● DIRECTIONS FOR THIS TASK
Once you reach the line containing "box: [529, 286, 664, 374]", reproduce it and every later line exactly, through the end of the data.

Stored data
BEGIN

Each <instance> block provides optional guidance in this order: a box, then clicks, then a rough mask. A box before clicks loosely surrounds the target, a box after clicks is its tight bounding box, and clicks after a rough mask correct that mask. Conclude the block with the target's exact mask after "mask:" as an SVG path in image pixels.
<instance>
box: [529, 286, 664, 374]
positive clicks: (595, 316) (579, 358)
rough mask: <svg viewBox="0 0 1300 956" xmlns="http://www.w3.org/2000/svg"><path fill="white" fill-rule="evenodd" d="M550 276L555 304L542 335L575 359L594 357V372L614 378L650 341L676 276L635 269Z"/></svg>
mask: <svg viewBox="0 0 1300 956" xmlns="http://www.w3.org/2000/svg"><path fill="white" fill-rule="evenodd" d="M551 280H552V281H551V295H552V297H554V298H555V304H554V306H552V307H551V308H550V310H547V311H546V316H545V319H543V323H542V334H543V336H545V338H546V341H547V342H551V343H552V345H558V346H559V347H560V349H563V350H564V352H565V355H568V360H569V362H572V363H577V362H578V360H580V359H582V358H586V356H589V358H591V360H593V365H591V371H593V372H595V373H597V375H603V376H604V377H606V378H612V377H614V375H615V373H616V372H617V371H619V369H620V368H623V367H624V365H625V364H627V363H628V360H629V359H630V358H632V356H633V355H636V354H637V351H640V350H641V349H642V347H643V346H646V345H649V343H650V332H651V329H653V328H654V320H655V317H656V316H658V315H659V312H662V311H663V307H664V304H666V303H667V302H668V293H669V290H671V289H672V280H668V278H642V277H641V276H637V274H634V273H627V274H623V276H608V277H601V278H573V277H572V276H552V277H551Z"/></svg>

END

● SOLUTION FOR THIS EXERCISE
box: [529, 286, 664, 374]
positive clicks: (595, 316) (579, 358)
rough mask: <svg viewBox="0 0 1300 956" xmlns="http://www.w3.org/2000/svg"><path fill="white" fill-rule="evenodd" d="M550 276L555 304L542 335L575 359L594 357V372L614 378L650 341L676 276L635 269Z"/></svg>
mask: <svg viewBox="0 0 1300 956" xmlns="http://www.w3.org/2000/svg"><path fill="white" fill-rule="evenodd" d="M551 280H552V281H551V295H552V297H554V298H555V304H554V306H552V307H551V308H550V310H547V311H546V316H545V319H543V323H542V334H543V336H545V338H546V341H547V342H551V343H552V345H558V346H559V347H560V349H563V350H564V352H565V355H568V360H569V362H572V363H577V362H578V360H580V359H582V358H586V356H589V358H591V360H593V365H591V371H593V372H595V373H597V375H603V376H604V377H606V378H612V377H614V375H615V373H616V372H617V371H619V369H620V368H623V367H624V365H625V364H627V363H628V360H629V359H630V358H632V356H633V355H636V354H637V351H640V350H641V349H642V347H643V346H646V345H649V343H650V332H651V329H653V328H654V320H655V317H656V316H658V315H659V312H662V311H663V307H664V304H666V303H667V302H668V293H669V290H671V289H672V280H668V278H642V277H641V276H637V274H634V273H627V274H623V276H608V277H601V278H573V277H572V276H552V277H551Z"/></svg>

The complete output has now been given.